» **THE PROBLEM**: Every record should be written out exactly, please.

※ ※ ※

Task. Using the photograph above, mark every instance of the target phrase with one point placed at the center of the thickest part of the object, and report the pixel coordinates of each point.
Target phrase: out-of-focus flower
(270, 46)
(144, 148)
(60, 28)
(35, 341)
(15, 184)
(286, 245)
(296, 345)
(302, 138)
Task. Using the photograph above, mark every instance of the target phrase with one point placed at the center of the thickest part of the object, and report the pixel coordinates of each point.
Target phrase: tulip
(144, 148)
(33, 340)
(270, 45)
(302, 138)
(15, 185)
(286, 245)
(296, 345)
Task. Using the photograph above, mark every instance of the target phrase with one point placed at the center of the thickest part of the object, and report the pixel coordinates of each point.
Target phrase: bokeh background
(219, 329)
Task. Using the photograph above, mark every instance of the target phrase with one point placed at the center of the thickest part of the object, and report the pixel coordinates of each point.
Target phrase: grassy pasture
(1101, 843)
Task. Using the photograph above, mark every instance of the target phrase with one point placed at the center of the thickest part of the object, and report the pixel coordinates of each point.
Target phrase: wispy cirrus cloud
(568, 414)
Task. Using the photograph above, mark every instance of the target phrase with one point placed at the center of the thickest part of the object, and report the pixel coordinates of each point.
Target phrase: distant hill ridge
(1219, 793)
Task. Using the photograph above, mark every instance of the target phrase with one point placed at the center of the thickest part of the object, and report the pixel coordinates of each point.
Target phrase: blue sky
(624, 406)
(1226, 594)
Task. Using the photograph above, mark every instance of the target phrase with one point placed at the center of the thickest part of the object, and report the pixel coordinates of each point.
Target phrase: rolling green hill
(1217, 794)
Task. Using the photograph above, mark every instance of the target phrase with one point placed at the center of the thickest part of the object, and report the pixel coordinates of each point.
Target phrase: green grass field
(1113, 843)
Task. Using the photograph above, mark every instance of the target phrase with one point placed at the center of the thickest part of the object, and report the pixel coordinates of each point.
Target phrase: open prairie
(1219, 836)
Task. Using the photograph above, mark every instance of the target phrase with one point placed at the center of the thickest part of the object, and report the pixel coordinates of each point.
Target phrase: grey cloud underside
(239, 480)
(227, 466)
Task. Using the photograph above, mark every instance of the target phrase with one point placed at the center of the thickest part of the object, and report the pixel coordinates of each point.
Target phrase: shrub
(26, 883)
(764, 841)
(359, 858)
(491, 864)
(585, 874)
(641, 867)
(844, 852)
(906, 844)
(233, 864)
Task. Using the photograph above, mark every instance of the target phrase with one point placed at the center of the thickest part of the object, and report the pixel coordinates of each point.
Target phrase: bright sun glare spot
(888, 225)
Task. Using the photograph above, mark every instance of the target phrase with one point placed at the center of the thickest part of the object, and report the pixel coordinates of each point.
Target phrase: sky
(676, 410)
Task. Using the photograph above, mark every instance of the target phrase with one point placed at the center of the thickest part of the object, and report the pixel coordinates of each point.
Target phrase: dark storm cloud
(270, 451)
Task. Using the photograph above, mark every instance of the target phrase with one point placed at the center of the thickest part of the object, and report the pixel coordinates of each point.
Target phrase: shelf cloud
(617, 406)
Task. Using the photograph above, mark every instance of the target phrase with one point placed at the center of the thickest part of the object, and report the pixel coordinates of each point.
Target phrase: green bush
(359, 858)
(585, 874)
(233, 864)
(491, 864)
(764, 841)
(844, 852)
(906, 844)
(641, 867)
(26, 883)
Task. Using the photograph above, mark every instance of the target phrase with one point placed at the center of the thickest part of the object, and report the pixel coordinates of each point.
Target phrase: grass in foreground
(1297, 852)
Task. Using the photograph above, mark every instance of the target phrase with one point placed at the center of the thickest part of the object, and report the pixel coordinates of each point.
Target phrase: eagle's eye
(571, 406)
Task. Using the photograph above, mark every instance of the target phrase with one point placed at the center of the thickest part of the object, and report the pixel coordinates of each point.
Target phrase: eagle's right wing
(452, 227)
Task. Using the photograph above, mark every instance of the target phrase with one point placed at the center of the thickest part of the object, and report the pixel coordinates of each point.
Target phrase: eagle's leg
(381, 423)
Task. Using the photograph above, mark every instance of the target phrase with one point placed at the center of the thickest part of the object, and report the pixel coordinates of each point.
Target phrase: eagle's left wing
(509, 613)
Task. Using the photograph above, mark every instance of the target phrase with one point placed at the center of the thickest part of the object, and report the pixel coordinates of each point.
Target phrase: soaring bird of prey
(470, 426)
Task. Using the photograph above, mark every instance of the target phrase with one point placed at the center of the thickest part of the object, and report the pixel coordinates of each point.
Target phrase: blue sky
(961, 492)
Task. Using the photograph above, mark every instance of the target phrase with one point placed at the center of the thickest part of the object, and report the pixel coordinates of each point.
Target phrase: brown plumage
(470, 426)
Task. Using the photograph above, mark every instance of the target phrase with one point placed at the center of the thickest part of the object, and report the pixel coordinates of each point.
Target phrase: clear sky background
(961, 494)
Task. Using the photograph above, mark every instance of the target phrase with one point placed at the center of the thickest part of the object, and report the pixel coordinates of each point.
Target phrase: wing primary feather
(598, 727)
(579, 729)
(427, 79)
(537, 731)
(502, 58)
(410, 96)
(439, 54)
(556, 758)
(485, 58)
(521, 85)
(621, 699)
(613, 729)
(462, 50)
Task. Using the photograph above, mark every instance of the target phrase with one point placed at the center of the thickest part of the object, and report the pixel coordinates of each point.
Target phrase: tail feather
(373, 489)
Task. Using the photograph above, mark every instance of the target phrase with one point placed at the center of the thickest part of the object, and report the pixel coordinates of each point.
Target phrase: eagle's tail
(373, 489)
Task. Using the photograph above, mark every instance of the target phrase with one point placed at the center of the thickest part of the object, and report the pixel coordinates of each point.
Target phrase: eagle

※ ※ ※

» **THE COMPLETED TASK**:
Task. Using the photograph above, mark every instance of the target phrase with one point placed at the center of the thickest part of the object, and report the pixel coordinates of each point.
Target phrase: out-of-focus flower
(270, 46)
(144, 148)
(60, 28)
(35, 341)
(15, 184)
(286, 245)
(296, 345)
(302, 138)
Task. Using the photograph above, mark every instance of the target phrase with one point placed at the center of the thickest part of the object, and report the pixel coordinates of each point.
Target phrase: tulip
(144, 148)
(33, 340)
(270, 45)
(302, 138)
(15, 185)
(286, 245)
(296, 345)
Task. Using the photograph above, mark every instance of the target phrase with one point placed at the center of the thickest part of the object, and report the pixel coordinates of each point.
Target phrase: bokeh background
(219, 329)
Task. Using the photograph above, mark every instance of the target phrase with one point placed at the center of the thickest part of the object, and report the pixel coordinates of each point.
Target phrase: grassy pasture
(1101, 843)
Task. Using the photograph above, mark every instance of the target phrase with one point placed at the center of the thickest part of the object, and report the pixel coordinates of each point.
Target phrase: wispy cirrus cloud
(568, 414)
Task. Using the photograph above, mark every instance of the target phrase with one point placed at the center of the thickest part of the object, and report the pixel coordinates of each point.
Target phrase: distant hill ridge
(1219, 793)
Task. Using the photograph above, mark every instance of the target phrase with one point placed at the center of the thickest part of the object, and report the pixel coordinates of each point.
Target phrase: blue sky
(624, 406)
(1226, 594)
Task. Using the photograph above, mark every instance of the target phrase with one point placed at the center of the thickest part of the object, and report the pixel coordinates of each point.
Target phrase: rolling green hill
(1217, 794)
Task. Using the photograph above, mark every instance of the target phrase with one point placed at the center of the thickest part of the object, and report the pixel coordinates of each point.
Target phrase: green grass field
(1113, 843)
Task. Using the photograph above, mark every instance of the target phrase with one point placed at the center of the thickest part of the object, and report the pixel coordinates of each point.
Target phrase: open prairie
(1219, 836)
Task. Using the photograph above, mark every instance of the target phrase with one point placed at the center of the thickest part of the object, and report the pixel coordinates of each point.
Target phrase: grey cloud underside
(239, 480)
(227, 466)
Task. Using the photograph above, mark every instance of the target phrase with one point placed at the center of the thickest part of the object, and report the pixel coordinates of each point.
Target phrase: shrub
(26, 883)
(764, 841)
(359, 858)
(491, 864)
(585, 874)
(641, 867)
(844, 852)
(906, 844)
(233, 864)
Task. Using the photograph above, mark every instance of the target phrase with one point placed at the center of the thickest part of the object, and report the pixel coordinates of each point.
Target phrase: bright sun glare spot
(888, 225)
Task. Using the photograph above, mark every instance of the target phrase with one point placed at the center of the thickest part of the object, and report the pixel coordinates of each point.
Target phrase: sky
(676, 410)
Task. Using the photograph above, mark every instance of the target phrase with one point placed at the center of the thickest part of the object, and report the pixel coordinates of each point.
Target phrase: dark storm cloud
(270, 451)
Task. Using the photograph above, mark every instance of the target phrase with one point placed at the center of the thickest part of the object, and report the pixel coordinates of each point.
Target phrase: shelf cloud
(617, 406)
Task. Using the photograph above, mark every instance of the target phrase with one point placed at the center of the thickest part of the object, and report the pixel coordinates of each point.
Target phrase: green bush
(359, 858)
(585, 874)
(233, 864)
(491, 864)
(764, 841)
(844, 852)
(906, 844)
(641, 867)
(26, 883)
Task. Using the photograph above, mark every instance of the target phrase with one point placed at the center of the thickest part of the object, and report the pixel coordinates of each point.
Target phrase: grass in foreground
(1297, 852)
Task. Using the photograph above, mark every instance of the target phrase with one point placed at the center of the thickest part of the object, and report the pixel coordinates of each point.
Target phrase: eagle's eye
(571, 406)
Task. Using the photograph above, mark every instance of the target phrase with one point placed at the center of the thickest part of the object, and report the pixel coordinates of each point.
Target phrase: eagle's right wing
(452, 227)
Task. Using the photograph above, mark every instance of the target phrase with one point placed at the center of the thickest part of the object, and report the pixel coordinates of each point.
Target phrase: eagle's leg
(381, 423)
Task. Using the photograph above, mark every instance of the target phrase with one point placed at the center of the thickest part of the object, and report the pixel coordinates of each point.
Target phrase: eagle's left wing
(509, 613)
Task. Using the photograph above, mark every instance of the target phrase with one point placed at the center of the thickest part of the object, and report the pixel coordinates of each point.
Target phrase: soaring bird of prey
(470, 426)
Task. Using the photograph above, mark every instance of the target phrase with one point placed at the center of the thickest part of the object, and report the pixel coordinates of each point.
Target phrase: blue sky
(961, 492)
Task. Using the photograph above, mark every instance of the target phrase with one point placed at the center of the thickest part of the object, and report the pixel coordinates of each point.
Target phrase: brown plumage
(470, 426)
Task. Using the photograph above, mark every instance of the target phrase with one point placed at the center of the thickest part of the object, and report the pixel coordinates of each point.
Target phrase: clear sky background
(961, 494)
Task. Using the photograph above, mark every instance of the target phrase with one point placed at the center of the thickest part of the object, and report the pixel coordinates of each point.
Target phrase: wing primary feather
(598, 727)
(579, 729)
(427, 79)
(537, 731)
(502, 58)
(410, 96)
(439, 54)
(556, 758)
(485, 58)
(521, 85)
(621, 699)
(613, 729)
(462, 50)
Task. Using the photograph above, mark every instance of the target phrase with one point placed at the center of the thickest part of the object, and report the pixel coordinates of each point.
Target phrase: tail feather
(373, 489)
Task. Using the photograph above, mark every instance of the target phrase with one point placed at the center of the thickest part of the object, and report the pixel coordinates of each point.
Target phrase: eagle's tail
(373, 489)
Task. Using the photograph above, mark every instance of the target phrase with one point placed at the center of the thickest part of the object, and report the pixel coordinates of each point.
Target phrase: eagle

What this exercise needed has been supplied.